→ Stated exercise 1
List every distinct word or phrase written in Japanese characters in the forum thread about asking to visit someone's house in Japanese.
→ Stated exercise 2
Write the next part of the forum thread about asking to visit someone's house in Japanese, starting after its last line.

→ Text excerpt
[start]
That's what I was concerned about in the beginning. In English, of course, "_go_ to someone's house" is completely natural. I was not sure whether the Japanese _iku/mairu_ could be used in exactly the same way--that is, to suggest visiting. That's why I revised my suggestion slightly with 伺う; I knew for sure that it would be okay.
------
The name _Keiko_ came from a private message. I didn't realize that it wasn't posted here in this thread.
------
I have one more question for you. Do you think that the following would be acceptable in a very formal situation:

お宅にお伺いさせていただけませんか。

?


----------



## Morrow

Paraguayan said:


> Can I go to your house this afternoon


(1) Can I [go/come] to your house this afternoon?

The Japanese counterpart of (1) (whatever it may be) sounds offensive to me unless the focus is put on "this afternoon," meaning "今日の午後で(も)いいですか."  Culturally, you need to have an invitation first, and then you're supposed to choose from the possible time slots given overtly or covertly.

Change the verb and drop the time expression:
(2) Can I *come *to *your* house?

This time, the corresponding expression is less restricted in its use.  It will also help you understand the difference between "行く/来る" and "go/come."
Strictly speaking, "伺う" is closer in idea to "come," although the direction of power flow reverses; the choice of "伺う" puts the speaker in a one-down position while the choice of "come" places the listener in a "one-up" position.   

And (2) is just asking if it is possible for me to come to your house, so it is completely wrong to try to come up with its Japanese counterparts by using "敬語."  

Morrow


----------



## Starfrown

Morrow said:


> (1) Can I [go/come] to your house this afternoon?
> 
> The Japanese counterpart of (1) (whatever it may be) sounds offensive to me unless the focus is put on "this afternoon," meaning "今日の午後で(も)いいですか." *Culturally, you need to have an invitation first, and then you're supposed to choose from the possible time slots given overtly or covertly.*


Even here in America, this is typically the case. The OP's question would only be acceptable with very close friends or family, and even then, the questioner would have to be careful.



Morrow said:


> Change the verb and drop the time expression:
> (2) Can I *come *to *your* house?
[end]
→ Records
[start]
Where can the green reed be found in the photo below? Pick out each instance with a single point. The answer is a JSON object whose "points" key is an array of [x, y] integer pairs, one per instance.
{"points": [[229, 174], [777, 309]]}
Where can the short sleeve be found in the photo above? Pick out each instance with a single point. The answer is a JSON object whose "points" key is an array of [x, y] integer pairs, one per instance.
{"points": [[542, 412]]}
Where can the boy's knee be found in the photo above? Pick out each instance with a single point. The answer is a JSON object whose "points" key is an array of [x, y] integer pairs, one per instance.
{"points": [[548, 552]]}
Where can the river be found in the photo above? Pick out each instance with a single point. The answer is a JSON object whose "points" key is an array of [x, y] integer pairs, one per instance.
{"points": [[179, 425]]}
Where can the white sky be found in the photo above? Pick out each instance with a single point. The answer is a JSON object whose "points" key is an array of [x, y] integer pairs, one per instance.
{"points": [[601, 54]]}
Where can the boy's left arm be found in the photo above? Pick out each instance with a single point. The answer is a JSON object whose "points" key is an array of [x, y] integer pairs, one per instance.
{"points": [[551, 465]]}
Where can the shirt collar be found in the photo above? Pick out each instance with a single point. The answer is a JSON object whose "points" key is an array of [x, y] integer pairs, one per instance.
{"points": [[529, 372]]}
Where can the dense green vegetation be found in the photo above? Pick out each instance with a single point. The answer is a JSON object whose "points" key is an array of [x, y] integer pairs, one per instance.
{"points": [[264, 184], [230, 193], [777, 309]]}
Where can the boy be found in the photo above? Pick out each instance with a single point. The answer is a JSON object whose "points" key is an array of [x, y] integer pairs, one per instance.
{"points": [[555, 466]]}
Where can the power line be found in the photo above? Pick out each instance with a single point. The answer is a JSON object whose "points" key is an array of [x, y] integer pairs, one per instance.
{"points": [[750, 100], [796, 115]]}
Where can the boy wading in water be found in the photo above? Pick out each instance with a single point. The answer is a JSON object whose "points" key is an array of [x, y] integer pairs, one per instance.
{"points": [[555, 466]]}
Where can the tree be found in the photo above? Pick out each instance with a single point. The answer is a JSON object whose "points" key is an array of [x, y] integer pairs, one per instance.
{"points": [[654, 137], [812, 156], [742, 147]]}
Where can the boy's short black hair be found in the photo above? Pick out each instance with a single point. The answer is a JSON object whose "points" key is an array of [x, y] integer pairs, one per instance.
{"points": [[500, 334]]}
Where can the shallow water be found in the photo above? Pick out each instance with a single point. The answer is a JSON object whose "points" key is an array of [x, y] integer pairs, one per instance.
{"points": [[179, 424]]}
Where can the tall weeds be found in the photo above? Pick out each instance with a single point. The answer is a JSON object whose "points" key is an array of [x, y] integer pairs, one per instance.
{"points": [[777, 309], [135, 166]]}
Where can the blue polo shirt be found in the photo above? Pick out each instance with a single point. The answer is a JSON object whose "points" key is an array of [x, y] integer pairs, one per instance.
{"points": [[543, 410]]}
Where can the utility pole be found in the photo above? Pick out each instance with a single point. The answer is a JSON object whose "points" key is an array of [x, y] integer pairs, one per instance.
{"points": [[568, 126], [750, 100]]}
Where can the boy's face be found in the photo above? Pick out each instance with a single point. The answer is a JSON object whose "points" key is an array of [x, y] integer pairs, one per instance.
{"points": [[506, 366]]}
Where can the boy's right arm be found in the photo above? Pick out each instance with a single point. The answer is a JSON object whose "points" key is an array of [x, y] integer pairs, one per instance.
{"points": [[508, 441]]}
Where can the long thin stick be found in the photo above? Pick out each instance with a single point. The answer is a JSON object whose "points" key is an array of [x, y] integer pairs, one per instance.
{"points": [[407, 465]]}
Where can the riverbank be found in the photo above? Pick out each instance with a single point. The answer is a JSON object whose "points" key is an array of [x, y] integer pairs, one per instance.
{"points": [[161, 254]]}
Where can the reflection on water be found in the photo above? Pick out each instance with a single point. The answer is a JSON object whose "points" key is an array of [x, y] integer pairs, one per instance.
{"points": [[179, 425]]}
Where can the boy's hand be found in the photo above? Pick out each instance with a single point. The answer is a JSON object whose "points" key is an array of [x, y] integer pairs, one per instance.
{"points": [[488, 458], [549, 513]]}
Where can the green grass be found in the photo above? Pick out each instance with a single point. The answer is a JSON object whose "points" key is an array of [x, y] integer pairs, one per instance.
[end]
→ Exercise output 1
- 伺う
- お宅にお伺いさせていただけませんか。
- 今日の午後で(も)いいですか
- 行く
- 来る
- 敬語

→ Exercise output 2
> 
> This time, the corresponding expression is less restricted in its use. It will also help you understand the difference between "行く/来る" and "go/come."
> Strictly speaking, "伺う" is closer in idea to "come," although the direction of power flow reverses; the choice of "伺う" puts the speaker in a one-down position while the choice of "come" places the listener in a "one-up" position.
> 
> *And (2) is just asking if it is possible for me to come to your house, so it is completely wrong to try to come up with its Japanese counterparts by using "敬語."*


For my sake, could you explain the part in bold a bit more?


----------



## Flaminius

kewongjapan said:


> In response to the original question, "Can I go to your house this afternoon?";
> You could try:
> 今日の午後は家に行ってもいいですか。
> きょうのごごはうちにいってもいいですか。- In hiragana


I am sorry for being vague, but I find your sentence somewhat unnatural without knowing what makes it so specifically.  Any other natives to comment?



			
				Starfrown #6 said:
			
		

> However, isn't the progressive reading possible?


いっている is tough to understand as progressive.  If her papa's movement from home to the tennis venue (wheee...) is in progress now, the progressive sense is conveyed with more appropriate verbs; むかっている, 移動している.  This observation seems to suggest that いく here is "leave one's previous location to a destination."  If her papa has left home, the act of いく is complete and cannot be construed as unfinished.  Besides, leaving is to expected to take place in a very short period of time (once beyond the threshold, the leaving is finished), so seeing いく in progressive, a kind of snapshot while いく is taking place, is very difficult by definition.



Starfrown said:


> I have one more question for you. Do you think that the following would be acceptable in a very formal situation:
> 
> お宅にお伺いさせていただけませんか。
> 
> ?


It took me a few minutes to ruminate over the sentence, but yes, it's acceptable in a very formal situation.


----------



## Flaminius

Starfrown said:


> Morrow said:
> 
> 
> 
> Change the verb and drop the time expression:
> (2) Can I *come *to *your* house?
> 
> . . . .
> *
> And (2) is just asking if it is possible for me to come to your house, so it is completely wrong to try to come up with its Japanese counterparts by using "敬語."*
> 
> 
> 
> For my sake, could you explain the part in bold a bit more?
Click to expand...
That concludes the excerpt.